Pouvez-vous extraire mot pour mot, dans le texte sur l'Intelligent Design, tout ce qui va de « 2 Spécialiste réputé, docteur » jusqu'à « l’Intelligent Design Movement. » ?

• [EXTRAIT DU DOCUMENT]
►

Certains peuvent protester qu’une fausse dichotomie est ici présente. Et c’est vrai, mais ce n’est pas la distinction darwinisme / dessein. Non, la fausse dichotomie est l’idée souvent affirmée que l’anti-dessein est de la science, alors que son revers conceptuel, le dessein, ne l’est pas. Des recherches ont cours actuellement pour falsifier expérimentalement un ou plusieurs aspects de la théorie de l’Intelligent Design. Il ne se passe guère de mois sans qu’apparaisse une publication scientifique, relue par des censeurs, contenant l’affirmation que le Dessein a été réfuté (sur la base d’un pseudo-gène, d’une protéine mutée ou d’une simulation sur ordinateur). Et la littérature technique est pleine de déclarations affirmant que toutes les données anatomiques, embryologiques et moléculaires démentent l’existence ou un rôle quelconque d’un créateur. La recherche anti-dessein est clairement dans le domaine étudié par les laboratoires; les investigations pro-dessein ne le sont pas. La question non posée, cependant, est celle-ci: comment peut-on tester scientifiquement un concept purement philosophique ou théologique, le Dessein ? Pour cette raison (contre le grand nombre), je pense que l’Intelligent Design (au sens large) est fondamentalement une question scientifique. C’est la suite logique de la théorie évolutionniste formellement anti-dessein.
A mon avis de scientifique, l’Église devrait au moins montrer de l’intérêt pour l’Intelligent Design en tant que proposition scientifique et elle devrait au moins demander la liberté intellectuelle pour que cette théorie soit explorée et discutée. Ce point de vue devrait être communiqué tout spécialement aux institutions éducatives liées à l’Église. Sinon, l’Église abandonnera effectivement non seulement la science, mais beaucoup de catholiques comme moi qui sont des scientifiques, ainsi que d’autres chrétiens qui sont des scientifiques (et quelques juifs et musulmans), des scientifiques qui ont bien voulu prendre position contre le darwinisme malgré des pressions sur leur carrière. Beaucoup de croyants que je connais accueilleraient aussi la bénédiction de l’Église de toute position darwinienne sur la création comme comparable à la recommandation du marxisme en guise de théologie de la libération. Cela compromettrait aussi les perspectives d’union avec les orthodoxes.
(Traduction Claude Eon)
1 Ce texte, joint à deux autres que nous publierons dans les prochains numéros, a été adressé au pape Benoît XVI par le Pr Maciej Giertych.
2 Spécialiste réputé, docteur en génétique et en paléontologie, R. von Sternberg a été longtemps attaché à la prestigieuse Smithsonian Institution de Washington. Mais lorsqu’il rendit public son refus de la théorie évolutionniste, la direction des musées et ses collègues lui rendirent la vie intenable et le poussèrent à la démission. Ce cas de « harassement moral » fut reconnu par le Sénat américain. Cf. www.discovery.org/csc/ R. von Sternberg collabore aujourd’hui au Discovery Institute, centre nerveux de l’Intelligent Design Movement.
3 Elève de Dobzhansky, E.Ayala a enseigné la biologie puis la philosophie des sciences à l’université de Californie. Ancien Président de l’Association Américaine pour l’Avancement de la Science, il a pris position contre toutes les restrictions à la recherche sur les cellules embryonnaires.
4 Le P. George Coyne fut longtemps Directeur de l’Observatoire du Vatican. Il s’était signalé le 31 janvier 2006 par une conférence à l’Université de Palm Beach où il déclarait que Dieu n’intervenait pas dans l’évolution du cosmos et que le Dessein Intelligent n’était pas de la science. Quand il fur mis à la retraite, six mois plus tard, la presse a considéré qu’il s’agissait d’une sanction pour avoir attaqué la position anti-darwinienne prise par le cardinal Schönborn dans le New York Times du 7 juillet 2005.

◄

• [LISTE DES DONNÉES]

►

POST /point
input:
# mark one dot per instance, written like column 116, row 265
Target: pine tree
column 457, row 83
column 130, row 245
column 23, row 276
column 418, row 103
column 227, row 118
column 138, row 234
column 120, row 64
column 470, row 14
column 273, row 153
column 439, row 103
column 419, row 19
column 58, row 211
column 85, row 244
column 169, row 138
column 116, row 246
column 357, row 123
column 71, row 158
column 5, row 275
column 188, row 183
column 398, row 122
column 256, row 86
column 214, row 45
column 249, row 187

◄

• [RÉPONSE]
2 Spécialiste réputé, docteur en génétique et en paléontologie, R. von Sternberg a été longtemps attaché à la prestigieuse Smithsonian Institution de Washington. Mais lorsqu’il rendit public son refus de la théorie évolutionniste, la direction des musées et ses collègues lui rendirent la vie intenable et le poussèrent à la démission. Ce cas de « harassement moral » fut reconnu par le Sénat américain. Cf. www.discovery.org/csc/ R. von Sternberg collabore aujourd’hui au Discovery Institute, centre nerveux de l’Intelligent Design Movement.